EXERCISE BRIEF
Render every line of the records below as a Markdown table with two columns, Row and Line, numbering the rows and omitting blank lines.
◇ ◇ ◇
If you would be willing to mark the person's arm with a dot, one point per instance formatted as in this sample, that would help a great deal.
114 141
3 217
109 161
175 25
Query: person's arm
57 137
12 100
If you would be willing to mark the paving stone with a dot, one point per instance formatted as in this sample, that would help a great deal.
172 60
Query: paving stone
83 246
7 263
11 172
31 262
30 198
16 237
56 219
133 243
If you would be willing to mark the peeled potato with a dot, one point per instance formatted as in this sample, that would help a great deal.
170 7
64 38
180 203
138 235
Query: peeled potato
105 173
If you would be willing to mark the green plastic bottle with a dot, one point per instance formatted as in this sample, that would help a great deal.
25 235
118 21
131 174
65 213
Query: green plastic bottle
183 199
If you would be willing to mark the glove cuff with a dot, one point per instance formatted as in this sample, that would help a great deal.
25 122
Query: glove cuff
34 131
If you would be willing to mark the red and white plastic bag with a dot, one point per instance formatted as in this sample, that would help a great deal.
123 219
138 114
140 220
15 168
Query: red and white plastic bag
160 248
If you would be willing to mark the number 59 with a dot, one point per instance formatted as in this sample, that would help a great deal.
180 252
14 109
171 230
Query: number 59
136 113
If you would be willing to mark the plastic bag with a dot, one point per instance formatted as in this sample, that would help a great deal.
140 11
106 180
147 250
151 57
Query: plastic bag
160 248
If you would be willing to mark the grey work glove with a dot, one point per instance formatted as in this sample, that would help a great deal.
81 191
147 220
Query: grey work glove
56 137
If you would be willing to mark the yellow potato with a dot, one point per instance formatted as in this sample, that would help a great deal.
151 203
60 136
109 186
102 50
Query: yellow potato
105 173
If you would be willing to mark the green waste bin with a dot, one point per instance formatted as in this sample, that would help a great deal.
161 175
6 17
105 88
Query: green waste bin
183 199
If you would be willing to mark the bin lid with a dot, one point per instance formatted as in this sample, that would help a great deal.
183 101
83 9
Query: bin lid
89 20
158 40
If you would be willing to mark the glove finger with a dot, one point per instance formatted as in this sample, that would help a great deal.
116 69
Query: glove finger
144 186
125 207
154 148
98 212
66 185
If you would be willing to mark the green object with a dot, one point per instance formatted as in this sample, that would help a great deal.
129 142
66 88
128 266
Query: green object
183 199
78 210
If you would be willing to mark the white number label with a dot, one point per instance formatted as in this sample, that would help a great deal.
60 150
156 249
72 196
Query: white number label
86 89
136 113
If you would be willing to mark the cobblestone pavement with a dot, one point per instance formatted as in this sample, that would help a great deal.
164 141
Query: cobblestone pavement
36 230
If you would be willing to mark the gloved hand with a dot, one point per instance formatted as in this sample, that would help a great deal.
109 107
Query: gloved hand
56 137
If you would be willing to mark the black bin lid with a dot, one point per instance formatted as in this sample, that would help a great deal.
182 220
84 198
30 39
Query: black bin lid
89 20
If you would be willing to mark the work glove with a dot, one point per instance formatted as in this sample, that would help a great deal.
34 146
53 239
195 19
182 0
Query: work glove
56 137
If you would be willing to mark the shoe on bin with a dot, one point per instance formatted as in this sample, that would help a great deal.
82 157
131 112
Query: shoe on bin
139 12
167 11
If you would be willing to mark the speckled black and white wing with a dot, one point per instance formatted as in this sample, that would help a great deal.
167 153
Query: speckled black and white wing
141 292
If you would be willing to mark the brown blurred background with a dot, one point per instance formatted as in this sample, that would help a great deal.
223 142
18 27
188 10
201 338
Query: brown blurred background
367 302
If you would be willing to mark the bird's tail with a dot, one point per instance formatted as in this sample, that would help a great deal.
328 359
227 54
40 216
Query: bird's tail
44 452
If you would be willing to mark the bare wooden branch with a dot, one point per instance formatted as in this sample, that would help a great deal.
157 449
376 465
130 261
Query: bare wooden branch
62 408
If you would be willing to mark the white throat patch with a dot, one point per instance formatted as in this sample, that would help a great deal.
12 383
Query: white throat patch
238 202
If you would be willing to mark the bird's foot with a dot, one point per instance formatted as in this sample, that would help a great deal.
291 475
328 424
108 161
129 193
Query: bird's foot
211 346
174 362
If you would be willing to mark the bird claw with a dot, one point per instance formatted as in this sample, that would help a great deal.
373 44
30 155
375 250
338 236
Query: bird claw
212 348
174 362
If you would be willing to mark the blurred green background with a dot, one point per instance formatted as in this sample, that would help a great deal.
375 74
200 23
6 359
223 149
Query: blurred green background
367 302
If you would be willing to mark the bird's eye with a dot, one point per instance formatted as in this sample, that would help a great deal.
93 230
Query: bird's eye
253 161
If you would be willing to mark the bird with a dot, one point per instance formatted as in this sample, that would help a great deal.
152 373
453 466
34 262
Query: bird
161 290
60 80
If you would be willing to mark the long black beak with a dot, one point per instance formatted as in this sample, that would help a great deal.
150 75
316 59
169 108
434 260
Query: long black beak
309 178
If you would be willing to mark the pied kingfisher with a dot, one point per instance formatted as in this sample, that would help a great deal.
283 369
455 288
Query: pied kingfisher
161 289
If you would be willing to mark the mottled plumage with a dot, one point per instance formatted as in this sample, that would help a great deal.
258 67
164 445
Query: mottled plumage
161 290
◇ ◇ ◇
OUTPUT
| Row | Line |
|---|---|
| 1 | If you would be willing to mark the person's arm with a dot, one point per instance formatted as in this sample, that would help a great deal. |
| 2 | 114 141 |
| 3 | 3 217 |
| 4 | 109 161 |
| 5 | 175 25 |
| 6 | Query: person's arm |
| 7 | 57 137 |
| 8 | 12 100 |
| 9 | If you would be willing to mark the paving stone with a dot, one point per instance formatted as in this sample, that would help a great deal. |
| 10 | 172 60 |
| 11 | Query: paving stone |
| 12 | 83 246 |
| 13 | 7 263 |
| 14 | 11 172 |
| 15 | 31 262 |
| 16 | 30 198 |
| 17 | 16 237 |
| 18 | 56 219 |
| 19 | 133 243 |
| 20 | If you would be willing to mark the peeled potato with a dot, one point per instance formatted as in this sample, that would help a great deal. |
| 21 | 170 7 |
| 22 | 64 38 |
| 23 | 180 203 |
| 24 | 138 235 |
| 25 | Query: peeled potato |
| 26 | 105 173 |
| 27 | If you would be willing to mark the green plastic bottle with a dot, one point per instance formatted as in this sample, that would help a great deal. |
| 28 | 25 235 |
| 29 | 118 21 |
| 30 | 131 174 |
| 31 | 65 213 |
| 32 | Query: green plastic bottle |
| 33 | 183 199 |
| 34 | If you would be willing to mark the glove cuff with a dot, one point per instance formatted as in this sample, that would help a great deal. |
| 35 | 25 122 |
| 36 | Query: glove cuff |
| 37 | 34 131 |
| 38 | If you would be willing to mark the red and white plastic bag with a dot, one point per instance formatted as in this sample, that would help a great deal. |
| 39 | 123 219 |
| 40 | 138 114 |
| 41 | 140 220 |
| 42 | 15 168 |
| 43 | Query: red and white plastic bag |
| 44 | 160 248 |
| 45 | If you would be willing to mark the number 59 with a dot, one point per instance formatted as in this sample, that would help a great deal. |
| 46 | 180 252 |
| 47 | 14 109 |
| 48 | 171 230 |
| 49 | Query: number 59 |
| 50 | 136 113 |
| 51 | If you would be willing to mark the plastic bag with a dot, one point per instance formatted as in this sample, that would help a great deal. |
| 52 | 140 11 |
| 53 | 106 180 |
| 54 | 147 250 |
| 55 | 151 57 |
| 56 | Query: plastic bag |
| 57 | 160 248 |
| 58 | If you would be willing to mark the grey work glove with a dot, one point per instance formatted as in this sample, that would help a great deal. |
| 59 | 81 191 |
| 60 | 147 220 |
| 61 | Query: grey work glove |
| 62 | 56 137 |
| 63 | If you would be willing to mark the yellow potato with a dot, one point per instance formatted as in this sample, that would help a great deal. |
| 64 | 151 203 |
| 65 | 60 136 |
| 66 | 109 186 |
| 67 | 102 50 |
| 68 | Query: yellow potato |
| 69 | 105 173 |
| 70 | If you would be willing to mark the green waste bin with a dot, one point per instance formatted as in this sample, that would help a great deal. |
| 71 | 161 175 |
| 72 | 6 17 |
| 73 | 105 88 |
| 74 | Query: green waste bin |
| 75 | 183 199 |
| 76 | If you would be willing to mark the bin lid with a dot, one point per instance formatted as in this sample, that would help a great deal. |
| 77 | 183 101 |
| 78 | 83 9 |
| 79 | Query: bin lid |
| 80 | 89 20 |
| 81 | 158 40 |
| 82 | If you would be willing to mark the glove finger with a dot, one point per instance formatted as in this sample, that would help a great deal. |
| 83 | 116 69 |
| 84 | Query: glove finger |
| 85 | 144 186 |
| 86 | 125 207 |
| 87 | 154 148 |
| 88 | 98 212 |
| 89 | 66 185 |
| 90 | If you would be willing to mark the green object with a dot, one point per instance formatted as in this sample, that would help a great deal. |
| 91 | 129 142 |
| 92 | 66 88 |
| 93 | 128 266 |
| 94 | Query: green object |
| 95 | 183 199 |
| 96 | 78 210 |
| 97 | If you would be willing to mark the white number label with a dot, one point per instance formatted as in this sample, that would help a great deal. |
| 98 | 60 150 |
| 99 | 156 249 |
| 100 | 72 196 |
| 101 | Query: white number label |
| 102 | 86 89 |
| 103 | 136 113 |
| 104 | If you would be willing to mark the cobblestone pavement with a dot, one point per instance formatted as in this sample, that would help a great deal. |
| 105 | 164 141 |
| 106 | Query: cobblestone pavement |
| 107 | 36 230 |
| 108 | If you would be willing to mark the gloved hand with a dot, one point per instance formatted as in this sample, that would help a great deal. |
| 109 | 109 107 |
| 110 | Query: gloved hand |
| 111 | 56 137 |
| 112 | If you would be willing to mark the black bin lid with a dot, one point per instance formatted as in this sample, that would help a great deal. |
| 113 | 182 220 |
| 114 | 84 198 |
| 115 | 30 39 |
| 116 | Query: black bin lid |
| 117 | 89 20 |
| 118 | If you would be willing to mark the work glove with a dot, one point per instance formatted as in this sample, that would help a great deal. |
| 119 | 34 146 |
| 120 | 53 239 |
| 121 | 195 19 |
| 122 | 182 0 |
| 123 | Query: work glove |
| 124 | 56 137 |
| 125 | If you would be willing to mark the shoe on bin with a dot, one point per instance formatted as in this sample, that would help a great deal. |
| 126 | 82 157 |
| 127 | 131 112 |
| 128 | Query: shoe on bin |
| 129 | 139 12 |
| 130 | 167 11 |
| 131 | If you would be willing to mark the speckled black and white wing with a dot, one point per instance formatted as in this sample, that would help a great deal. |
| 132 | 167 153 |
| 133 | Query: speckled black and white wing |
| 134 | 141 292 |
| 135 | If you would be willing to mark the brown blurred background with a dot, one point per instance formatted as in this sample, that would help a great deal. |
| 136 | 223 142 |
| 137 | 18 27 |
| 138 | 188 10 |
| 139 | 201 338 |
| 140 | Query: brown blurred background |
| 141 | 367 302 |
| 142 | If you would be willing to mark the bird's tail with a dot, one point per instance formatted as in this sample, that would help a great deal. |
| 143 | 328 359 |
| 144 | 227 54 |
| 145 | 40 216 |
| 146 | Query: bird's tail |
| 147 | 44 452 |
| 148 | If you would be willing to mark the bare wooden branch with a dot, one point per instance formatted as in this sample, that would help a great deal. |
| 149 | 157 449 |
| 150 | 376 465 |
| 151 | 130 261 |
| 152 | Query: bare wooden branch |
| 153 | 62 408 |
| 154 | If you would be willing to mark the white throat patch with a dot, one point per instance formatted as in this sample, that would help a great deal. |
| 155 | 12 383 |
| 156 | Query: white throat patch |
| 157 | 238 202 |
| 158 | If you would be willing to mark the bird's foot with a dot, one point per instance formatted as in this sample, that would help a great deal. |
| 159 | 291 475 |
| 160 | 328 424 |
| 161 | 108 161 |
| 162 | 129 193 |
| 163 | Query: bird's foot |
| 164 | 211 346 |
| 165 | 174 362 |
| 166 | If you would be willing to mark the bird claw with a dot, one point per instance formatted as in this sample, that would help a great deal. |
| 167 | 373 44 |
| 168 | 30 155 |
| 169 | 375 250 |
| 170 | 338 236 |
| 171 | Query: bird claw |
| 172 | 212 348 |
| 173 | 174 362 |
| 174 | If you would be willing to mark the blurred green background with a dot, one point per instance formatted as in this sample, that would help a great deal. |
| 175 | 375 74 |
| 176 | 200 23 |
| 177 | 6 359 |
| 178 | 223 149 |
| 179 | Query: blurred green background |
| 180 | 367 302 |
| 181 | If you would be willing to mark the bird's eye with a dot, one point per instance formatted as in this sample, that would help a great deal. |
| 182 | 93 230 |
| 183 | Query: bird's eye |
| 184 | 253 161 |
| 185 | If you would be willing to mark the bird with a dot, one point per instance formatted as in this sample, that would help a great deal. |
| 186 | 152 373 |
| 187 | 453 466 |
| 188 | 34 262 |
| 189 | Query: bird |
| 190 | 161 290 |
| 191 | 60 80 |
| 192 | If you would be willing to mark the long black beak with a dot, one point per instance formatted as in this sample, that would help a great deal. |
| 193 | 150 75 |
| 194 | 316 59 |
| 195 | 169 108 |
| 196 | 434 260 |
| 197 | Query: long black beak |
| 198 | 309 178 |
| 199 | If you would be willing to mark the pied kingfisher with a dot, one point per instance formatted as in this sample, that would help a great deal. |
| 200 | 283 369 |
| 201 | 455 288 |
| 202 | Query: pied kingfisher |
| 203 | 161 289 |
| 204 | If you would be willing to mark the mottled plumage with a dot, one point per instance formatted as in this sample, that would help a great deal. |
| 205 | 258 67 |
| 206 | 164 445 |
| 207 | Query: mottled plumage |
| 208 | 161 290 |